Provided material:
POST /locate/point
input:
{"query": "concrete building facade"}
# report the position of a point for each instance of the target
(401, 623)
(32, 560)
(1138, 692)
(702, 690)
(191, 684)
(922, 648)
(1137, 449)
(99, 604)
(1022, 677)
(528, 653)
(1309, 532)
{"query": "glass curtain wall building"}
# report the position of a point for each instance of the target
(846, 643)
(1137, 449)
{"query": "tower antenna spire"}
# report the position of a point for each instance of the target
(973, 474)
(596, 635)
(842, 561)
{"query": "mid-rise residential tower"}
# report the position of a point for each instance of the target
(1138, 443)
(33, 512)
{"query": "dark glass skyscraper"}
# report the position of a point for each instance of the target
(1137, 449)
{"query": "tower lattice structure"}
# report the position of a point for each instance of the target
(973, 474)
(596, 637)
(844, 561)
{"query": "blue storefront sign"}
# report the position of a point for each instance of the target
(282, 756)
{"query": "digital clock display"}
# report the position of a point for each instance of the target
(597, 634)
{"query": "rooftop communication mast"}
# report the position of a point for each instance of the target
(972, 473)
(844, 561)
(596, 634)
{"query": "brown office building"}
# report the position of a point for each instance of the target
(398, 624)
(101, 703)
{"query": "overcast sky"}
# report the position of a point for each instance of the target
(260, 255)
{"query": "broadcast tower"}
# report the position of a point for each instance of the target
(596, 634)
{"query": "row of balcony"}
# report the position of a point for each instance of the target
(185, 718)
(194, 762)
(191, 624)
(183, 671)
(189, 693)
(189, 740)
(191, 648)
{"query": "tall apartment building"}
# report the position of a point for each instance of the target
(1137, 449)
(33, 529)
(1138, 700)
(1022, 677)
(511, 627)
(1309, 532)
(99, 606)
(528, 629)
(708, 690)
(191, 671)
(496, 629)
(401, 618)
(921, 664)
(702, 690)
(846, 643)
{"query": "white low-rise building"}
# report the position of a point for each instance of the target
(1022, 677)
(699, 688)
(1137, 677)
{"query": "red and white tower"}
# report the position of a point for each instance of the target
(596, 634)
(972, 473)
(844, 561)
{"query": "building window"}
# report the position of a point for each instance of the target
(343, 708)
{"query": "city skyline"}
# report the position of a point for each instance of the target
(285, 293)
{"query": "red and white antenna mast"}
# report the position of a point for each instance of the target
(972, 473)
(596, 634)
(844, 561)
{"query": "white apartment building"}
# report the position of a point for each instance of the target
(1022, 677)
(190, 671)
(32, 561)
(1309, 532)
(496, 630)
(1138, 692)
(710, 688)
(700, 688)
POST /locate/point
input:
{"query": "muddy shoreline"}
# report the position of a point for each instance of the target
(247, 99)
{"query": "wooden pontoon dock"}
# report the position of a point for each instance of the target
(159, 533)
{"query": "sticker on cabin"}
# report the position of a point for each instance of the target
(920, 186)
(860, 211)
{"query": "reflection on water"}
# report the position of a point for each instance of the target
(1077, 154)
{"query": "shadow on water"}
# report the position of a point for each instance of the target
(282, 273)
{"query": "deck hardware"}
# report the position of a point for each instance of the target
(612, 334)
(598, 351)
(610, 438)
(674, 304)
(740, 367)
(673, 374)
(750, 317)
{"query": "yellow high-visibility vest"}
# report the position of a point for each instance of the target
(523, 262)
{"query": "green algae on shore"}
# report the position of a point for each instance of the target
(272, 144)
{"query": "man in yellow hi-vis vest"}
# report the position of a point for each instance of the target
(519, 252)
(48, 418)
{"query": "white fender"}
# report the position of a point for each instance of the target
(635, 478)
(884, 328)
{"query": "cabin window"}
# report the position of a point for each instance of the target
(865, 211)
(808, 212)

Directive:
Reproduce the material above, every line of it, exactly.

Worked answer:
POST /locate/point
input:
{"query": "concrete building facade"}
# report the position of a point for each instance of the target
(401, 623)
(32, 560)
(1138, 692)
(702, 690)
(191, 684)
(922, 648)
(1137, 449)
(99, 604)
(1022, 677)
(528, 653)
(1309, 532)
{"query": "glass curtain wall building"}
# report the position of a point for each instance of the target
(846, 643)
(1137, 449)
{"query": "tower antenna spire"}
# report the position of a point for each instance of the target
(973, 474)
(596, 635)
(842, 561)
{"query": "mid-rise residential tower"}
# report the position of a point for each instance of the target
(1138, 443)
(33, 512)
{"query": "dark glass skyscraper"}
# report the position of a point for each instance of the target
(1137, 449)
{"query": "tower lattice structure"}
# report the position of a point for each instance of the target
(973, 474)
(596, 637)
(844, 561)
{"query": "blue storefront sign"}
# report the position of a point for each instance of the target
(282, 756)
{"query": "digital clock display"}
# report the position of a point for each instance of the target
(597, 634)
{"query": "rooftop communication mast"}
# report the position of a point for each instance of the target
(972, 473)
(844, 561)
(596, 634)
{"query": "brown office building"}
# report the position of a point for each instance of the target
(398, 624)
(101, 703)
{"query": "overcast sky"}
# report the position of a point for each instance of the target
(260, 255)
{"query": "broadcast tower"}
# report the position of a point for each instance of the target
(596, 634)
{"query": "row of balcony"}
# report the position of a point for each instance of the target
(185, 718)
(194, 762)
(191, 624)
(183, 671)
(189, 693)
(189, 740)
(191, 648)
{"query": "tall apartment building"}
# report the position of a point for each instance of the target
(1137, 449)
(33, 529)
(1138, 700)
(1022, 677)
(511, 627)
(1309, 532)
(99, 606)
(528, 629)
(708, 690)
(191, 671)
(496, 629)
(401, 618)
(921, 664)
(702, 690)
(846, 643)
{"query": "white low-rise building"}
# report the position of a point for each instance of the target
(1022, 677)
(699, 688)
(1137, 677)
{"query": "red and white tower"}
# report the position of a point for each instance of the target
(596, 634)
(972, 473)
(844, 561)
{"query": "building window"}
# report the position of a point for each instance of the target
(343, 708)
{"query": "city skyline"}
# report the position of a point for each instance of the target
(285, 293)
{"query": "red and white antenna mast"}
# report the position of a point for each instance of the target
(972, 473)
(596, 634)
(844, 561)
{"query": "white apartment building"}
# report the position of a point for each instance of the target
(1022, 677)
(190, 671)
(32, 561)
(1309, 532)
(496, 630)
(1138, 692)
(710, 688)
(700, 688)
POST /locate/point
input:
{"query": "muddy shoreline"}
# report the position of a point for each instance of the target
(247, 99)
{"query": "wooden pontoon dock"}
# report the position of a point for each instance of the target
(159, 533)
{"query": "sticker on cabin"}
# report the position of a point for each instance of the target
(920, 186)
(860, 211)
{"query": "reflection on water"}
# report the position of a point for each instance of the target
(1077, 154)
{"query": "shadow on water"}
# report the position of a point for each instance of the target
(282, 273)
{"query": "deck hardware"}
# report the position of a point for each instance of the target
(612, 334)
(598, 351)
(610, 438)
(674, 304)
(740, 367)
(673, 374)
(750, 317)
{"query": "yellow high-visibility vest"}
# report the position of a point for each instance of the target
(523, 262)
{"query": "green algae on shore"}
# report the position of a point for each instance of the target
(272, 144)
{"query": "man in yellow hi-vis vest"}
# report the position of a point for each instance of the target
(519, 252)
(48, 418)
{"query": "white fender"}
# report the position of a point for each instance of the target
(635, 478)
(884, 328)
{"query": "cabin window"}
# report the position of a point for each instance of the target
(865, 211)
(808, 212)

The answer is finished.